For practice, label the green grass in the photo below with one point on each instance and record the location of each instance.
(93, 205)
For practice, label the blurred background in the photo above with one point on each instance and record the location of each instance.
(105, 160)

---

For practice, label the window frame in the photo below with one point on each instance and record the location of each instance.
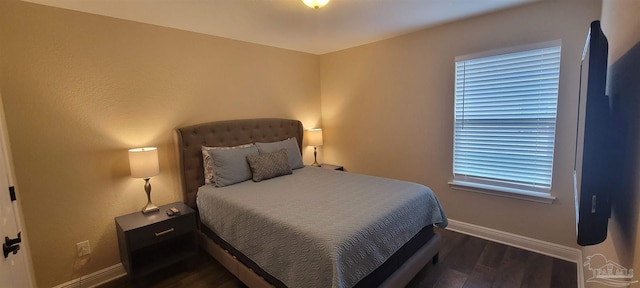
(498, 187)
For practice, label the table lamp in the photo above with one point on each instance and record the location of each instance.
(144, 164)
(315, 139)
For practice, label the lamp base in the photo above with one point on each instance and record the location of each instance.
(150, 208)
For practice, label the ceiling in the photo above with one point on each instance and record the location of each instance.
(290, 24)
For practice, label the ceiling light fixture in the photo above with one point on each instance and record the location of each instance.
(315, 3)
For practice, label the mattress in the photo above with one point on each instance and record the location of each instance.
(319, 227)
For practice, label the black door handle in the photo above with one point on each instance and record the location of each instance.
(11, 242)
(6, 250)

--

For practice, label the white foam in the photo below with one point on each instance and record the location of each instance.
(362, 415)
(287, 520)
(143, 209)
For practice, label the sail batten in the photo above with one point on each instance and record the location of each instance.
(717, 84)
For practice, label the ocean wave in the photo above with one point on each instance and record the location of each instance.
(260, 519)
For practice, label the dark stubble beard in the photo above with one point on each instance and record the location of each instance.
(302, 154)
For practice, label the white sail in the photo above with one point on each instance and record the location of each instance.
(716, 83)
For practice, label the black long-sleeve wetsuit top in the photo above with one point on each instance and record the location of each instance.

Problem to work on
Within the material above, extract exactly the lines that start at the line containing "For practice, label the dark" and stop after the line containing "For practice, label the black long-sleeve", and only those.

Task response
For practice, label the dark stubble beard in the photo above with one point on each instance and record the location of each instance.
(302, 154)
For practice, label the white sail in the photo above with one point on each instance and record the location of each instance.
(716, 83)
For practice, label the black long-sleeve wetsuit top in the photo above with one point on each instance and record the location of each instance.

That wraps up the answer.